● Directions
Pull out every line in the entries below that contains the word "chair", paying attention to case, and copy each one in full.

● Records for this exercise
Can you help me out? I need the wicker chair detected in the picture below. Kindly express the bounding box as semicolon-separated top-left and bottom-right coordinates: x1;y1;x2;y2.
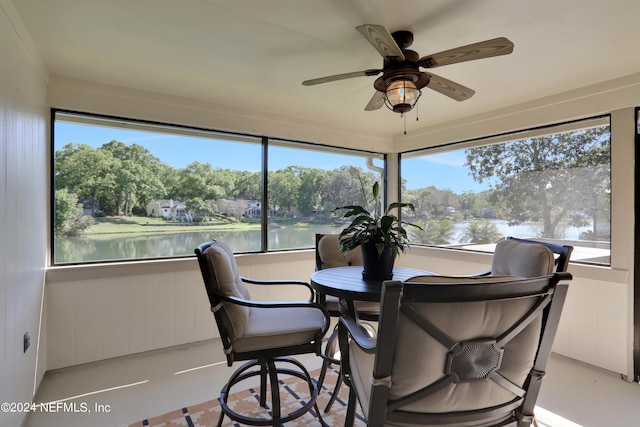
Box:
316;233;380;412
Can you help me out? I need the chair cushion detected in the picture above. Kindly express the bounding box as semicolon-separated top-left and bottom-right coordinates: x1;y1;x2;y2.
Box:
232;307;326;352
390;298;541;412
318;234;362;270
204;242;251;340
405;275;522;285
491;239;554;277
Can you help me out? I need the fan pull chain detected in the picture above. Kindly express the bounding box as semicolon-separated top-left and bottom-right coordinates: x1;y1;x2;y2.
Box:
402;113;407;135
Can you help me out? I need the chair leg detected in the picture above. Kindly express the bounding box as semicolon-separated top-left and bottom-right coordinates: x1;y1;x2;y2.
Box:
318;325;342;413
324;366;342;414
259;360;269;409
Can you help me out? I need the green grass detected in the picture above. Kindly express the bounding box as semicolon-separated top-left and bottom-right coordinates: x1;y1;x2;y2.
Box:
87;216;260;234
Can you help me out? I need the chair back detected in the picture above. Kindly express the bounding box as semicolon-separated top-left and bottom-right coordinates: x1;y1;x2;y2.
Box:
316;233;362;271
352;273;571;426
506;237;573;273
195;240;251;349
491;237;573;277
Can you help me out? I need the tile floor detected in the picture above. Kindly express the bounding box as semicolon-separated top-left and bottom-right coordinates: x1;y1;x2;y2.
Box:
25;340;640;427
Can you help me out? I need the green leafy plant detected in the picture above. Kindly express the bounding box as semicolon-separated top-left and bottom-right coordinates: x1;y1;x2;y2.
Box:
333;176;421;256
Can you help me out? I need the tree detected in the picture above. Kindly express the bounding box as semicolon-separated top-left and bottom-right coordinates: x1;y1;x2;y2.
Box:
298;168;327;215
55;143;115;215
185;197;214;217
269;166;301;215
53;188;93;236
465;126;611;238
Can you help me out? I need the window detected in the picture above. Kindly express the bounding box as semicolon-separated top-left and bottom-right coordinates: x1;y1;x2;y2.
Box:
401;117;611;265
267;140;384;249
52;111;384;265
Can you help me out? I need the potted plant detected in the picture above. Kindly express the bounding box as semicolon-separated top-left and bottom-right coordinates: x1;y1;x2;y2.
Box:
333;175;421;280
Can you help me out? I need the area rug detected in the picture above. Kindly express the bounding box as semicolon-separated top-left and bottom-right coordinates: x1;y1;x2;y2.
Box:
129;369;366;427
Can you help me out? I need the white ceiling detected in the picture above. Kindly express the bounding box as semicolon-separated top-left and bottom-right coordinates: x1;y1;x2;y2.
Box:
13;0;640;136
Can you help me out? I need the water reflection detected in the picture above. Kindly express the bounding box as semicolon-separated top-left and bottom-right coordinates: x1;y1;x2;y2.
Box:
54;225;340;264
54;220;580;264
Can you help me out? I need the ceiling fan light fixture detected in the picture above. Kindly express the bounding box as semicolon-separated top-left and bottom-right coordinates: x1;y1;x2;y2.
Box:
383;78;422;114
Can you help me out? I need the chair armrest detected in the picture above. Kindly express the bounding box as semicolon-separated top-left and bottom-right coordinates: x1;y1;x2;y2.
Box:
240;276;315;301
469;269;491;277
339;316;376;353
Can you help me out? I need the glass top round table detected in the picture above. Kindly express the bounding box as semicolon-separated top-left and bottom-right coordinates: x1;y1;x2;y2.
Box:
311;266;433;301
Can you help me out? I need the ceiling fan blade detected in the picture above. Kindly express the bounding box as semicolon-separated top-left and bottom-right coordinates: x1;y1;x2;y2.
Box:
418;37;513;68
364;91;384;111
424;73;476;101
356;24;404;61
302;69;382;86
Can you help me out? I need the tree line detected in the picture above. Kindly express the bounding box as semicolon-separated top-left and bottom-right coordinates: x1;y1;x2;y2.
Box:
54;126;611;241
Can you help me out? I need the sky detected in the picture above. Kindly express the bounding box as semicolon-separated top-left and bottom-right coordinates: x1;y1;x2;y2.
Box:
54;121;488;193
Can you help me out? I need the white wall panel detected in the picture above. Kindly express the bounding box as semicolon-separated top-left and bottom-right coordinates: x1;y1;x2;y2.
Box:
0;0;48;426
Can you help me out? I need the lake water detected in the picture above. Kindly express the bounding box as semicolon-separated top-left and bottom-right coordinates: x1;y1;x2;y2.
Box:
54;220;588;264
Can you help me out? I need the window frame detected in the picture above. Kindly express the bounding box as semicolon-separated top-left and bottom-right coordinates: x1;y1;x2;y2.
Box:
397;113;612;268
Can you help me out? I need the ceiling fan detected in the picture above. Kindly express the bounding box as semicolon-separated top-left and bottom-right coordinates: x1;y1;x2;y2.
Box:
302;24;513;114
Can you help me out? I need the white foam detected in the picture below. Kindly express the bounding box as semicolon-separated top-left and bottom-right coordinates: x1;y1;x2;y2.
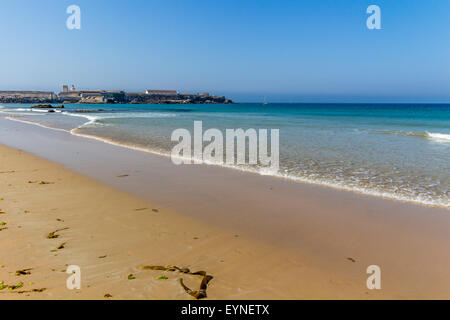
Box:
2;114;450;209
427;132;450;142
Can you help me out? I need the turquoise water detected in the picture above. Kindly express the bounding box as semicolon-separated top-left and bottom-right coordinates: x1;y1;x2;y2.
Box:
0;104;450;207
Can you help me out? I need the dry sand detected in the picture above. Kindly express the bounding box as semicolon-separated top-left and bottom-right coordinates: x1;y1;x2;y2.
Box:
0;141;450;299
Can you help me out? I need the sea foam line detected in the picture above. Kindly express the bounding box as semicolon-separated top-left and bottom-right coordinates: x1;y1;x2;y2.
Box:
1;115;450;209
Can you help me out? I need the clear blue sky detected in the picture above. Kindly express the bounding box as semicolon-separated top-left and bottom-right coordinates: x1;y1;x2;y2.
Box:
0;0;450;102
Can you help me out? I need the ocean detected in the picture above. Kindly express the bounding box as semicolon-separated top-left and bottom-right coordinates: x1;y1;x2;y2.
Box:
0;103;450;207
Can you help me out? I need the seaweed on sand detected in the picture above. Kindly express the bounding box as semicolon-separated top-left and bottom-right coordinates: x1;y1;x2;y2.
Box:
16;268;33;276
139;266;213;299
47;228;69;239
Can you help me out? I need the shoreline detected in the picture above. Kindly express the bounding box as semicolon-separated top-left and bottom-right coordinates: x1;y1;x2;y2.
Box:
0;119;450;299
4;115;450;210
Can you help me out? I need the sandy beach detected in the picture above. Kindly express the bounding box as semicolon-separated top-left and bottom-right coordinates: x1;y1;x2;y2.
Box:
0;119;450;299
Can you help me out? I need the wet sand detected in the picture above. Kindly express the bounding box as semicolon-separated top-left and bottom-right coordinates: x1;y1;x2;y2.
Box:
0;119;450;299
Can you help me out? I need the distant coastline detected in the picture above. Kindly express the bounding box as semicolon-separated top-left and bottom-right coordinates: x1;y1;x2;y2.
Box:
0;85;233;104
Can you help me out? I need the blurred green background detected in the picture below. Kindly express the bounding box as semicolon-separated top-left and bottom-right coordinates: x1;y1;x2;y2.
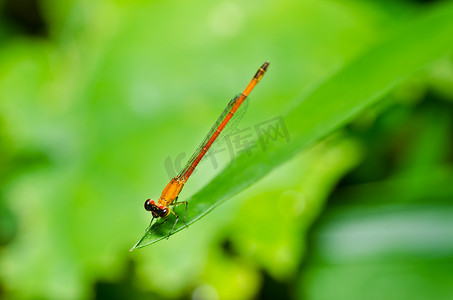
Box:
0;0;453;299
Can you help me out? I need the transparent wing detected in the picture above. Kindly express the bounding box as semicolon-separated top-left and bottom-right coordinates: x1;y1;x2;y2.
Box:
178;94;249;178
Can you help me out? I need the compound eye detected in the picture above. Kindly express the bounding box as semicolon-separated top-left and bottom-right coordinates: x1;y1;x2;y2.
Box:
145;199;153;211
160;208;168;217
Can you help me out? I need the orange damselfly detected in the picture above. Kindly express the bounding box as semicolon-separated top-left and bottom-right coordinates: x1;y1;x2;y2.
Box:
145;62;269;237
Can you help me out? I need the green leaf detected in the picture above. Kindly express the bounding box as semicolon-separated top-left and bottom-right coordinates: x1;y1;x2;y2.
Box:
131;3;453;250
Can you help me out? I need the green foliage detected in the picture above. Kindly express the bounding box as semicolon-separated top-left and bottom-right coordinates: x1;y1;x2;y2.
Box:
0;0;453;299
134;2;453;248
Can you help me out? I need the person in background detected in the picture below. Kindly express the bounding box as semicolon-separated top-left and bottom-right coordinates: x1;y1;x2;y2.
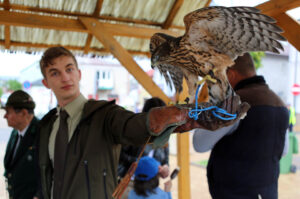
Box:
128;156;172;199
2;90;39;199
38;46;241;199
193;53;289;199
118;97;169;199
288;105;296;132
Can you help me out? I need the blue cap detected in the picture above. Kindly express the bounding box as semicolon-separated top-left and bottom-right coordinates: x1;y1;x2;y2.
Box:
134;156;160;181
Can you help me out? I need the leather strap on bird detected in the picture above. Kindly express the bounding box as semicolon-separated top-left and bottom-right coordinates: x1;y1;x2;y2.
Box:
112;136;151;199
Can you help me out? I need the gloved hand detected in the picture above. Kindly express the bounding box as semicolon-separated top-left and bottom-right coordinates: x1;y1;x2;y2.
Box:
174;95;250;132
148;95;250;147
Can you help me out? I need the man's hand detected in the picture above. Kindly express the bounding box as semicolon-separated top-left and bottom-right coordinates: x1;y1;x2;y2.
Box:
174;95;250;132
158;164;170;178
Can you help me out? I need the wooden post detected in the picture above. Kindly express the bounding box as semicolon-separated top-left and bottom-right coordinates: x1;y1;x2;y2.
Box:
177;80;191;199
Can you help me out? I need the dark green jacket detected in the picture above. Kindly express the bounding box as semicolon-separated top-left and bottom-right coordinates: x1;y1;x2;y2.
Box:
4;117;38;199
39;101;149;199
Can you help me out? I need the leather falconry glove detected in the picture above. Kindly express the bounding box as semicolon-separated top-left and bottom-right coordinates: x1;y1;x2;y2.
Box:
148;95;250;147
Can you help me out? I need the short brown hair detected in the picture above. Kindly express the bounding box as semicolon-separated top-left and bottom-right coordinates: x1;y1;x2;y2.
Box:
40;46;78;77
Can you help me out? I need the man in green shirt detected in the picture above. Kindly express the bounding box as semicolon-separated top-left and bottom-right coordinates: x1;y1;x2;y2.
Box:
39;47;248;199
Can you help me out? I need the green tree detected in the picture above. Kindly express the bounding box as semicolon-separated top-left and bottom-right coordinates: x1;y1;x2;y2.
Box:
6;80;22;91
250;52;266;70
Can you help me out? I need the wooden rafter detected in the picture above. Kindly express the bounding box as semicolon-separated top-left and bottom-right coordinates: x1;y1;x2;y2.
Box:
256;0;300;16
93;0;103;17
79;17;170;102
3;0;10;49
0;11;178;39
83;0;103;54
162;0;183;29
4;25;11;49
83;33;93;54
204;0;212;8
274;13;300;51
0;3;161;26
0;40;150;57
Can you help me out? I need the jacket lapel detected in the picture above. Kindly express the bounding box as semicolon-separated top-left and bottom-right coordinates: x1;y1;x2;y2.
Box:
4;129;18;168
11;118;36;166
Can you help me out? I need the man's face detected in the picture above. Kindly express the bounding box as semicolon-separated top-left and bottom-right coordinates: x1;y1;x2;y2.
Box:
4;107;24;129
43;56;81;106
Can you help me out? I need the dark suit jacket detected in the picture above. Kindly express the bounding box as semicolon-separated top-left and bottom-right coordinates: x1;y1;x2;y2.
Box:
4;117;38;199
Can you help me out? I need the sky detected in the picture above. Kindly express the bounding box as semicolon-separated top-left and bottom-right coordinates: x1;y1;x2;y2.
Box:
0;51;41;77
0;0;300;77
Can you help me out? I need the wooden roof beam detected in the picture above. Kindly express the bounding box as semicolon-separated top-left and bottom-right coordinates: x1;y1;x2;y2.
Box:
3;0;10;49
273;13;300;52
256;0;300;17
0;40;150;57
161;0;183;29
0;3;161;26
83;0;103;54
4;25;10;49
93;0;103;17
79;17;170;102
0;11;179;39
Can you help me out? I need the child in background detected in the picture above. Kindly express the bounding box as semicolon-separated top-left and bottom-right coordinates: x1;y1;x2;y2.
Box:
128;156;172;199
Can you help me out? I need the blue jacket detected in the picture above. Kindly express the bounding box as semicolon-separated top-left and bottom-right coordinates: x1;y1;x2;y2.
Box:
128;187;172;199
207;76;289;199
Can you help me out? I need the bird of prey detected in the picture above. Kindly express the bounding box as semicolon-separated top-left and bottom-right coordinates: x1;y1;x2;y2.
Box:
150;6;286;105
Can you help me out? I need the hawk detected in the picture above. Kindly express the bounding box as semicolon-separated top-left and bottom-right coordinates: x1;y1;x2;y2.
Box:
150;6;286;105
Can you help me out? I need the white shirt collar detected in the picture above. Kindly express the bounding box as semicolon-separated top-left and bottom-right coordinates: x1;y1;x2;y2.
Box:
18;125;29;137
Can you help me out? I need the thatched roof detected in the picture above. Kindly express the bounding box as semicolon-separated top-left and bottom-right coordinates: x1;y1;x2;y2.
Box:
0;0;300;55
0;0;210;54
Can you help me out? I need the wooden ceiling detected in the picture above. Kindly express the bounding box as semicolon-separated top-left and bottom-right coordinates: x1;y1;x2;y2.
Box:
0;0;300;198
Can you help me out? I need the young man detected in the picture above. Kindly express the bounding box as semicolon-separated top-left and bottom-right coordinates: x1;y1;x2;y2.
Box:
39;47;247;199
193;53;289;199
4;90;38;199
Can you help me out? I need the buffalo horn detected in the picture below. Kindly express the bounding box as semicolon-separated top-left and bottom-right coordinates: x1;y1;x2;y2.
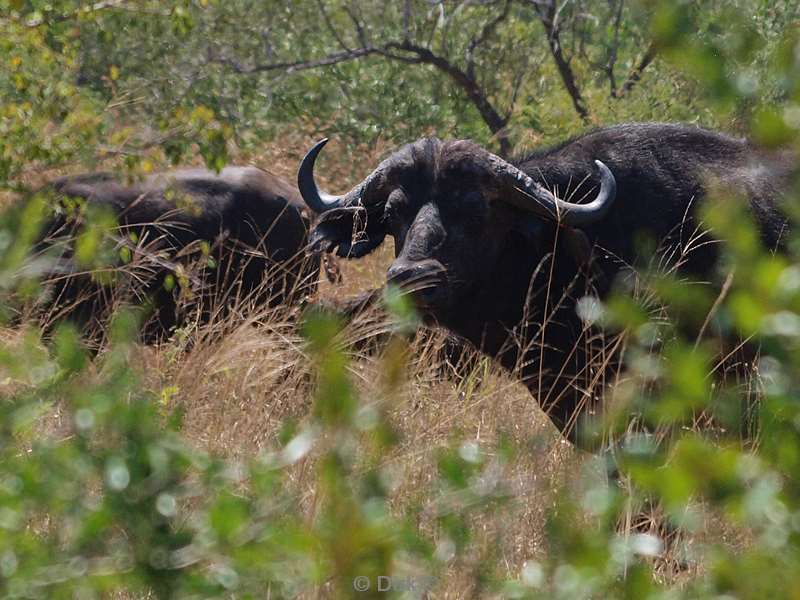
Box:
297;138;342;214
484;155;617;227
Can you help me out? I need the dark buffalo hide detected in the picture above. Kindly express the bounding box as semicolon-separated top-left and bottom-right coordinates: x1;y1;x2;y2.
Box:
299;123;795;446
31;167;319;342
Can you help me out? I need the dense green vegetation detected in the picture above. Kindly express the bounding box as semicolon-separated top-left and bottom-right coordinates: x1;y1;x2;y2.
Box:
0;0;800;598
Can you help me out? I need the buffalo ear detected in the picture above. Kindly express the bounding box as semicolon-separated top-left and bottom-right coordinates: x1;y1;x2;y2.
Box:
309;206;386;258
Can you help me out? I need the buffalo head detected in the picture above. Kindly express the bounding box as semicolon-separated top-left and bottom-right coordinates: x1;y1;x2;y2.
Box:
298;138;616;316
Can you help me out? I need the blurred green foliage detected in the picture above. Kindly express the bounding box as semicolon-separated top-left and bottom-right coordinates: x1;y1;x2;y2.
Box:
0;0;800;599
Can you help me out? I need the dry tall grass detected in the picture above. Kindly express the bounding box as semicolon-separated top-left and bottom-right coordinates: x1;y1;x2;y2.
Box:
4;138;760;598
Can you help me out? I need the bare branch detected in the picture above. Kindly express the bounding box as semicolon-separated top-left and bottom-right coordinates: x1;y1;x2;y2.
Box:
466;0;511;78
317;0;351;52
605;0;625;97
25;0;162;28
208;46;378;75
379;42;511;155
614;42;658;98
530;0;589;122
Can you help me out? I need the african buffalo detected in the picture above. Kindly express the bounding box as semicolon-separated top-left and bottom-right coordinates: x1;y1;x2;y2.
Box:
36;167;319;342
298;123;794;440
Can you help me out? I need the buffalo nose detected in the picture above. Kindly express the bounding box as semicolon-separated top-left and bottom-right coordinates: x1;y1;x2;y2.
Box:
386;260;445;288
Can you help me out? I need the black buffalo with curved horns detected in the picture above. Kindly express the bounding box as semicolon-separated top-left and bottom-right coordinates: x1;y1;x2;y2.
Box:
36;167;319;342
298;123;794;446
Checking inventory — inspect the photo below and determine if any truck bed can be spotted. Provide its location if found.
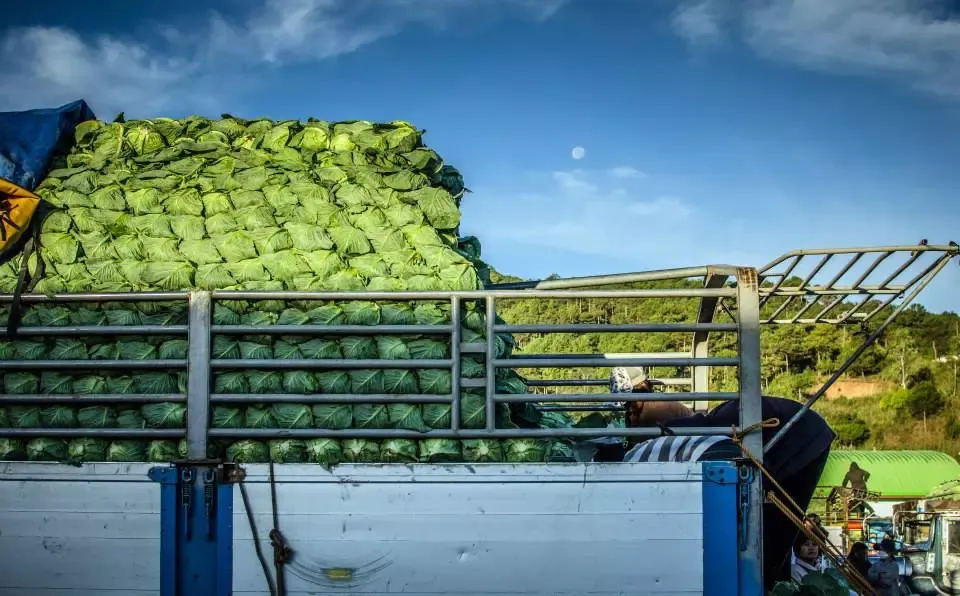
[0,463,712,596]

● Complete answer
Can you help me out? I need the wicker chair detected in the picture below. Kindly express the bounding box as semicolon-separated top-left and bottom-right coordinates: x1;y1;x2;y2.
Can you help me out? I need the chair cushion detected in the picture above. Kindly express the bounding box as semicolon-separated top-left and bottom-right coordinates: x1;y1;x2;y2.
Can you help me out? I need the chair leg detected in the picture above. Kindly express the bounding box as semicolon-separated top-left and bottom-right coordinates: x1;y1;x2;y2.
Can you help me out? I need the chair back detected in the picture above. Kindly express the bounding box as semicolon-separated top-left and bottom-right coordinates: x1;y1;x2;y2.
Can you help me out? I need the chair armrest detected in the picture above. Kindly express the bounding box as semicolon-separated top-left and bottom-right coordinates: x1;y1;x2;y2.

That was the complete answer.